### What is expected
Copy every one of the lines below word for word, without changing anything.

-- Start Data supplied --

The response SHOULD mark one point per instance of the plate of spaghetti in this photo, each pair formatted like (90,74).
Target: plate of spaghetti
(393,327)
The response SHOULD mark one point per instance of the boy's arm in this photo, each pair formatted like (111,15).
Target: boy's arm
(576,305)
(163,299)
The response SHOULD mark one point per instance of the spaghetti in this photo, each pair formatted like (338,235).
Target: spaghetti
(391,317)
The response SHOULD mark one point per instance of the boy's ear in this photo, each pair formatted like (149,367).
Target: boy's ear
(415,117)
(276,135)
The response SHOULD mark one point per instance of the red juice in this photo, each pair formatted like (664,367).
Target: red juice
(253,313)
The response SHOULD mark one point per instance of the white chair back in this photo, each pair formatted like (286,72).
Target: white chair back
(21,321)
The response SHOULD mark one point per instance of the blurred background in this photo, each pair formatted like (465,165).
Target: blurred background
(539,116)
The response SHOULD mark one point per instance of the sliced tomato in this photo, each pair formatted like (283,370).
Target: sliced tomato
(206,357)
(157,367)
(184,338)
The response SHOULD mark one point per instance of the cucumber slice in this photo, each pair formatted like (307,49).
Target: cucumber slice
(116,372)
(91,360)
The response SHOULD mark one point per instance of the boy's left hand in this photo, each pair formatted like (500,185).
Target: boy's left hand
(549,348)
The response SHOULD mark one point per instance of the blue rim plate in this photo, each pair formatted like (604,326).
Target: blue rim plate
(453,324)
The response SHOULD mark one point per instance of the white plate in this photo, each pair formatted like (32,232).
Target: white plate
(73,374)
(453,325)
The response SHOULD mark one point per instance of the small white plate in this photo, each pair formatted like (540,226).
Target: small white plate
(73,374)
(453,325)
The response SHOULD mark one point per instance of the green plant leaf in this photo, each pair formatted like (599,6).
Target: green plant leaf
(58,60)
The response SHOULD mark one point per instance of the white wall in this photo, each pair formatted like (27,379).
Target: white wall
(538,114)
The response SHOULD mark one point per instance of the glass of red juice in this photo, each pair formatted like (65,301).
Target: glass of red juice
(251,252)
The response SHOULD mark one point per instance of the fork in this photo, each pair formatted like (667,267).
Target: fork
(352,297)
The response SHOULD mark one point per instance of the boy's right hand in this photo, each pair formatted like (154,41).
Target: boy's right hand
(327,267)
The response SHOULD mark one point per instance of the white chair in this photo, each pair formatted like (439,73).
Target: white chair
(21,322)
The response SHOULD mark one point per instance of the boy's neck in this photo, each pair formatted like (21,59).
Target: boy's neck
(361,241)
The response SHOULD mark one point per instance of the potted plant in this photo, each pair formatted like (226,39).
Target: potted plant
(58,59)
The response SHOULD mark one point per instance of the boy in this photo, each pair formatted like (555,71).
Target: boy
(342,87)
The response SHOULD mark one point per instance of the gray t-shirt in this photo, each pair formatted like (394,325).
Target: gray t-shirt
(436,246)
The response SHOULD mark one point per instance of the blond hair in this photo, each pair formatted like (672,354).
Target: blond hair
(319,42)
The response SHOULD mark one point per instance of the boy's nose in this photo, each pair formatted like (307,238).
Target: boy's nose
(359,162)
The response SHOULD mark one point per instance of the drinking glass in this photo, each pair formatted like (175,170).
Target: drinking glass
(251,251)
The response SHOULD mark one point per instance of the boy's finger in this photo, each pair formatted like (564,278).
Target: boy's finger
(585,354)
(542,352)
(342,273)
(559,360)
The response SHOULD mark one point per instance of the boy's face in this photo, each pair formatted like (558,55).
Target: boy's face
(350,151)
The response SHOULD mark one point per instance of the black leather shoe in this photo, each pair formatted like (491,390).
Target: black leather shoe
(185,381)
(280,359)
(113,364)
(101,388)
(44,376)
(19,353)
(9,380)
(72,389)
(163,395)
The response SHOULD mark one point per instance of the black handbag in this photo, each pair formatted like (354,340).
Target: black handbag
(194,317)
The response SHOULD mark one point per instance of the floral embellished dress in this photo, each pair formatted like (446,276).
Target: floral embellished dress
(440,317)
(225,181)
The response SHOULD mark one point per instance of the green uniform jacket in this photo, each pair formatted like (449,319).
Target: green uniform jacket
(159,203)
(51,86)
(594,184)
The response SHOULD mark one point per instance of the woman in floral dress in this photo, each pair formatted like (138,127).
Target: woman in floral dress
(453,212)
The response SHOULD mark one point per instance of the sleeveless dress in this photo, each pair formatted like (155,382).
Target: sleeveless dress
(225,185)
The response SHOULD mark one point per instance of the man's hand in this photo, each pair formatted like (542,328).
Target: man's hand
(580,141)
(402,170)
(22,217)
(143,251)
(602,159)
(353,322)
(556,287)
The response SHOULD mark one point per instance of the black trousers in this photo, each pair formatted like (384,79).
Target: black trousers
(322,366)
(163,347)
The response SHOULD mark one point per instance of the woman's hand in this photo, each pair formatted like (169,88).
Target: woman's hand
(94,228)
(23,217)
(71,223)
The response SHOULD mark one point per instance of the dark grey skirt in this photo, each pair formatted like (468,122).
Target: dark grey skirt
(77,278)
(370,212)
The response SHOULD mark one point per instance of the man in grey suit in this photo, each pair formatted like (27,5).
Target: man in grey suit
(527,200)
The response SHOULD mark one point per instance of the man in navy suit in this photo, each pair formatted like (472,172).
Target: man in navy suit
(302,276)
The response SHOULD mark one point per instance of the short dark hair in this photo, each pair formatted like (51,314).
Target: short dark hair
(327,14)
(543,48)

-- End Data supplied --

### Result of the exercise
The response SHOULD mark one point per instance of the plate of spaghetti in this photo, each pair formatted like (90,74).
Target: plate of spaghetti
(393,327)
The response SHOULD mark one point per instance of the boy's arm in this photo, each pair formatted like (111,15).
Target: boy's arm
(576,305)
(163,299)
The response SHOULD mark one point per instance of the spaghetti in this photo, each pair formatted like (338,235).
Target: spaghetti
(391,317)
The response SHOULD mark one point per instance of the boy's ear in this photo, each pair formatted like (149,367).
Target: boy's ear
(415,117)
(276,135)
The response SHOULD mark one point per instance of the red juice in this photo, each pair formatted like (664,367).
Target: red juice
(253,313)
The response SHOULD mark one point per instance of the white chair back in this photo, each pair formatted like (286,72).
Target: white chair back
(21,321)
The response SHOULD mark one point per instance of the blurred background in this photo, each pair formatted like (465,165).
Target: blurred background
(539,116)
The response SHOULD mark one point per instance of the sliced tomato in this photo, each pair formatted like (283,370).
Target: sliced tomato
(206,357)
(157,367)
(184,338)
The response SHOULD mark one point per instance of the cucumber slice in this photo, each pair formatted like (307,49).
Target: cucumber slice
(116,372)
(91,360)
The response SHOULD mark one point per instance of the boy's left hand in this photo, each pair formatted like (500,185).
Target: boy's left hand
(549,348)
The response SHOULD mark one point per instance of the blue rim plate in this photo, each pair formatted like (604,326).
Target: blue rim plate
(453,324)
The response SHOULD mark one point per instance of the white plate in this photo, each pair formatted like (32,232).
Target: white plate
(73,374)
(453,325)
The response SHOULD mark one point per instance of the small white plate in this photo, each pair formatted like (540,226).
Target: small white plate
(73,374)
(453,325)
The response SHOULD mark one point per instance of the green plant leaf in this photo, each pair formatted like (599,6).
Target: green plant leaf
(58,60)
The response SHOULD mark one point per instance of the white wall in this photo, each pair formatted like (27,379).
Target: white wall
(538,114)
The response SHOULD mark one point per instance of the glass of red juice in this photo, each pair formatted like (65,301).
Target: glass of red juice
(251,252)
The response SHOULD mark one point per instance of the fork in this photo, each pair formatted like (667,267).
Target: fork
(352,297)
The response SHOULD mark one point per instance of the boy's right hand in this photo, each pair formatted like (154,41).
Target: boy's right hand
(327,267)
The response SHOULD mark one point per instance of the white chair in this photo, each pair formatted like (439,73).
Target: white chair
(21,322)
The response SHOULD mark one point per instance of the boy's neck in this photo, each pair formatted like (21,59).
Target: boy's neck
(361,241)
The response SHOULD mark one point per instance of the potted plant in this photo, each pair formatted like (226,39).
Target: potted plant
(58,59)
The response SHOULD mark one point per instance of the boy in this photo, each pair formatted like (555,71).
Target: boy
(342,87)
The response SHOULD mark one point per instance of the gray t-shirt in this photo, each pair formatted like (394,325).
Target: gray t-shirt
(436,246)
The response SHOULD mark one point per instance of the blond hair in this photo, each pair formatted like (672,354).
Target: blond hair
(319,42)
The response SHOULD mark one point per instance of the boy's nose in this photo, each pair formatted like (307,238).
Target: boy's nose
(359,162)
The response SHOULD mark one point per instance of the drinking glass in this photo, each pair formatted like (175,170).
Target: drinking glass
(251,251)
The response SHOULD mark one point per instance of the boy's finger in this photo, each pair formatted like (564,278).
Target: boy's finger
(585,354)
(542,352)
(342,273)
(559,360)
The response SHOULD mark one point per instance of the boy's face in this photo, each pair formatted like (558,55).
Target: boy's face
(350,151)
The response SHOULD mark one point per instance of the black leather shoe in this photo, each pair formatted like (491,390).
Target: black leather shoe
(185,381)
(280,359)
(113,364)
(101,388)
(44,376)
(19,353)
(9,380)
(72,389)
(163,395)
The response SHOULD mark one point per instance of the black handbag in this photo, each pair formatted like (354,340).
Target: black handbag
(194,317)
The response SHOULD mark one point per instance of the floral embellished dress in this photo, each pair formatted like (446,276).
Target: floral embellished dress
(440,317)
(225,181)
The response SHOULD mark one point per instance of the green uniform jacket in this photo, each pair formatted like (449,319).
Target: green uniform jacket
(159,203)
(51,86)
(594,184)
The response SHOULD mark one point per instance of the woman in floral dress in this photo, each pair formatted like (138,127).
Target: woman in floral dress
(453,212)
The response SHOULD mark one point per instance of the sleeveless dress in this photo, each pair formatted like (155,382).
Target: sleeveless dress
(225,185)
The response SHOULD mark one point per instance of the man's hand in this photo, each pair formatted like (542,328).
Target: man's hand
(580,141)
(402,170)
(22,217)
(143,251)
(602,159)
(353,322)
(556,287)
The response SHOULD mark one point per instance of the black trousers in this photo, each pair formatted like (384,79).
Target: black trousers
(322,366)
(163,347)
The response SHOULD mark one point per instance of the woman's hand in this photo, each pair formatted like (169,88).
Target: woman's hand
(94,228)
(23,217)
(71,223)
The response SHOULD mark one point per instance of the dark grey skirt in this photo, each pair formatted like (468,122).
Target: dark grey skirt
(77,278)
(370,212)
The response SHOULD mark one point per instance of the man in grey suit in this photo, each pair formatted like (27,5).
Target: man in grey suit
(527,200)
The response SHOULD mark one point per instance of the man in navy suit in this photo, each pair formatted like (472,172).
Target: man in navy suit
(302,276)
The response SHOULD mark one point per instance of the short dark hair in this photo, each pair formatted like (51,314).
Target: short dark hair
(327,14)
(543,48)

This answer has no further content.